== 文書本文 ==
========
東洋経済オンライン / 2024年7月5日 7時0分

運輸大臣ならば免許を交付する権限があるのは当然だろうと思われるかもしれないが、弁護人は、運輸大臣と、運輸大臣からの諮問を受けて免許の可否等を審議する運輸審議会との関係性から次のように主張した。

「運輸審議会は運輸大臣の所掌事務から独立した行政機関であり(中略)独自の権限に基づき公正な決定をなすべきであって、運輸大臣といえども審議会を指揮監督できない。運輸大臣は諮問前はもとより、諮問後も答申があるまでは、免許の決定権を行使できる段階でなく、かりに五回にわたり金銭の授受が行われたにしても、その時期には楢橋には武鉄免許に関する職務権限がなかった」

この主張の論点は2つあり、まず、運輸審議会に対し、運輸大臣の職務権限が及ぶのかが問題となる。そこで運輸審議会における審議・答申までの流れを見ると、次のようになっている。

「運輸審議会は、本省(運輸省)から資料の提供を求めたり、係官からの聴取、さらには他の機関に調査を依頼したり、また必要と認めたときは公聴会、聴聞会を開いて審理し、審議会として免許の可否を決定。この運輸審議会の意見は答申として会長から大臣に報告され、大臣は、この答申を参酌し、かつ、これを尊重して正式に免許の可否を決め、申請に対し免許あるいは却下の決裁をする仕組みになっている」(『戦後政治裁判史録3』)
========
== 作業内容 ==
文書本文から「東洋経済オンライン / 2024年7月5日」で始まり「ると、次のようになっている。」で終わる部分を、両端の語句も含めて一字も変えずに書き写すこと。 手がかりにするのは文書本文だけとする。
========
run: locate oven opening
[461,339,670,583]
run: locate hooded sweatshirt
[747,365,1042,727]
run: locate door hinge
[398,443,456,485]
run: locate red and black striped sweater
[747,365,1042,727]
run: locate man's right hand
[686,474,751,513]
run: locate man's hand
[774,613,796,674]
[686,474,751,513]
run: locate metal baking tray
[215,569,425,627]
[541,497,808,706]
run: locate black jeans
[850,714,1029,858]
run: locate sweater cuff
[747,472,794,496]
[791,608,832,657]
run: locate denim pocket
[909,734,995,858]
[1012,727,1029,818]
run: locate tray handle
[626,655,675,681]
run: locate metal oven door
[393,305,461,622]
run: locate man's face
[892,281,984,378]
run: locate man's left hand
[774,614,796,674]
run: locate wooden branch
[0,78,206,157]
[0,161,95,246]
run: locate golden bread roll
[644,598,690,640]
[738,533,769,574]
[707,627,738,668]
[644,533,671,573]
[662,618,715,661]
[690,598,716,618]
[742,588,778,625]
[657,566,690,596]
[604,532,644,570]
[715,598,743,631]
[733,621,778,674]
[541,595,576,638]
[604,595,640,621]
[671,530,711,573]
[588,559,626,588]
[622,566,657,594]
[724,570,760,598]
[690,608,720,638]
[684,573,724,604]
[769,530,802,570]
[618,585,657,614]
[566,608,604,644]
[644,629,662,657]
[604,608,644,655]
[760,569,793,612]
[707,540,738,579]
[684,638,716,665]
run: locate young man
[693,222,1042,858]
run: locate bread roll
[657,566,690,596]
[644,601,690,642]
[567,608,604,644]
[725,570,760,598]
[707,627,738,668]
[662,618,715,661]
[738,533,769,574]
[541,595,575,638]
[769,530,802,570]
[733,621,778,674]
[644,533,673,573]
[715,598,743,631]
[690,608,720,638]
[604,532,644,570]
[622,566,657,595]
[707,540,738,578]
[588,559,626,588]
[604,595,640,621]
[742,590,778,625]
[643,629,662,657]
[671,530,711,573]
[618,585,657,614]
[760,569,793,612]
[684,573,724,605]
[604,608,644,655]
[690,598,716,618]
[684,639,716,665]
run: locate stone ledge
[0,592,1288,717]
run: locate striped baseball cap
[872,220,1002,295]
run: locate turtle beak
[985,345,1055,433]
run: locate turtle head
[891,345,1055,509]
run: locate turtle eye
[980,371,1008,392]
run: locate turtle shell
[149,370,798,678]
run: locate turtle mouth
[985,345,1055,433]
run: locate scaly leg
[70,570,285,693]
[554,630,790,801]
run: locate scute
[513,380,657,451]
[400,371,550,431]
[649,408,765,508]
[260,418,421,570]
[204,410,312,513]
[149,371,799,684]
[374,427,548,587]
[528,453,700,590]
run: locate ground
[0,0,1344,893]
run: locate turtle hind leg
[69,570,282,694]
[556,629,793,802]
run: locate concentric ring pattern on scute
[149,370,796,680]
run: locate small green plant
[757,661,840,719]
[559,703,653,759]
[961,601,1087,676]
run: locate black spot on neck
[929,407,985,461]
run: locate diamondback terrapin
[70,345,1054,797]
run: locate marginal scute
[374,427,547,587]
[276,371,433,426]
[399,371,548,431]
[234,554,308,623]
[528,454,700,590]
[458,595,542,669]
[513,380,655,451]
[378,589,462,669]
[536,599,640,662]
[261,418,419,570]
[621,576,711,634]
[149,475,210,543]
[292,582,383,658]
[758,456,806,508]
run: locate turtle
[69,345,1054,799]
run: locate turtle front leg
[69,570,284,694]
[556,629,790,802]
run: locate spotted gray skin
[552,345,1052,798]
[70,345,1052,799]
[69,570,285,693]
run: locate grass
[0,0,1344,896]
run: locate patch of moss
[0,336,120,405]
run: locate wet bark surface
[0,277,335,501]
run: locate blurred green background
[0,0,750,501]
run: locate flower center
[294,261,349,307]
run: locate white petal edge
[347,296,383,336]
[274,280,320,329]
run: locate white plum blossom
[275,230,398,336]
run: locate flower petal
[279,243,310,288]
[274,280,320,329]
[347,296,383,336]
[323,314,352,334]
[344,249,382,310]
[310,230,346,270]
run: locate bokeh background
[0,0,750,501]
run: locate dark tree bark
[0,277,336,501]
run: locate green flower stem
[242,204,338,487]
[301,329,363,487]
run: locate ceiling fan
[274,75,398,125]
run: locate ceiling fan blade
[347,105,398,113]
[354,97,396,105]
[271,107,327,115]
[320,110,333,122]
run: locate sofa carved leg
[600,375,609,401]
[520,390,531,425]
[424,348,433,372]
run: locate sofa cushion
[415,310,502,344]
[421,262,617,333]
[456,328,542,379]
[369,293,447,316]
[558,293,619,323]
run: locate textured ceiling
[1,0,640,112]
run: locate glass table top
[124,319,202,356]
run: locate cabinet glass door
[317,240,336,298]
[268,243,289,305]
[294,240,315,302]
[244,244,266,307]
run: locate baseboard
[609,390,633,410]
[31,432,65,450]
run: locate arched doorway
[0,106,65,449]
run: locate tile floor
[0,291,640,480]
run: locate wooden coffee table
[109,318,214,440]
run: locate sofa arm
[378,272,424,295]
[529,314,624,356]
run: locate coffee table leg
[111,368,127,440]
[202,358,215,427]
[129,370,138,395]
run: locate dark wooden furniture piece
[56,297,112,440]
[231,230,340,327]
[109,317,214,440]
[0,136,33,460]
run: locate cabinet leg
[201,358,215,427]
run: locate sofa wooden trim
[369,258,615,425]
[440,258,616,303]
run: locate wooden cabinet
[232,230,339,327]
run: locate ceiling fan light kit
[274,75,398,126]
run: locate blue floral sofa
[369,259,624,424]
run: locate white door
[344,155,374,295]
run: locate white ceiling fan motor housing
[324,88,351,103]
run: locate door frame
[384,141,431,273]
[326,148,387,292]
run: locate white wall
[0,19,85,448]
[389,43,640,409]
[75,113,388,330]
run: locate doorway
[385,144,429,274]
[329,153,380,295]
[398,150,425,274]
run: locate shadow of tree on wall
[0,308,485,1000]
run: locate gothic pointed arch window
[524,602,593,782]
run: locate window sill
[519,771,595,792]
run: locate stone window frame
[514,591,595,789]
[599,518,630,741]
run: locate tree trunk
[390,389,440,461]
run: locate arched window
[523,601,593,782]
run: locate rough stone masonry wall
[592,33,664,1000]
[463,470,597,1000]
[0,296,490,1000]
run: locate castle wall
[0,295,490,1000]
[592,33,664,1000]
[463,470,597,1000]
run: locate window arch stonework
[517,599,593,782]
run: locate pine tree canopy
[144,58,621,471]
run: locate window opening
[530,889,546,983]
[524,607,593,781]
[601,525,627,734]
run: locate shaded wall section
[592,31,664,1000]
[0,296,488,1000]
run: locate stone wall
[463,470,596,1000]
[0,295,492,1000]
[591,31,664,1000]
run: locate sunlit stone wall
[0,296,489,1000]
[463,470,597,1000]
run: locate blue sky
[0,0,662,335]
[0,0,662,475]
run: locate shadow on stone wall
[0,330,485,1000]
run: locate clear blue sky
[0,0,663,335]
========
== 作業結果 ==
東洋経済オンライン / 2024年7月5日 7時0分

運輸大臣ならば免許を交付する権限があるのは当然だろうと思われるかもしれないが、弁護人は、運輸大臣と、運輸大臣からの諮問を受けて免許の可否等を審議する運輸審議会との関係性から次のように主張した。

「運輸審議会は運輸大臣の所掌事務から独立した行政機関であり(中略)独自の権限に基づき公正な決定をなすべきであって、運輸大臣といえども審議会を指揮監督できない。運輸大臣は諮問前はもとより、諮問後も答申があるまでは、免許の決定権を行使できる段階でなく、かりに五回にわたり金銭の授受が行われたにしても、その時期には楢橋には武鉄免許に関する職務権限がなかった」

この主張の論点は2つあり、まず、運輸審議会に対し、運輸大臣の職務権限が及ぶのかが問題となる。そこで運輸審議会における審議・答申までの流れを見ると、次のようになっている。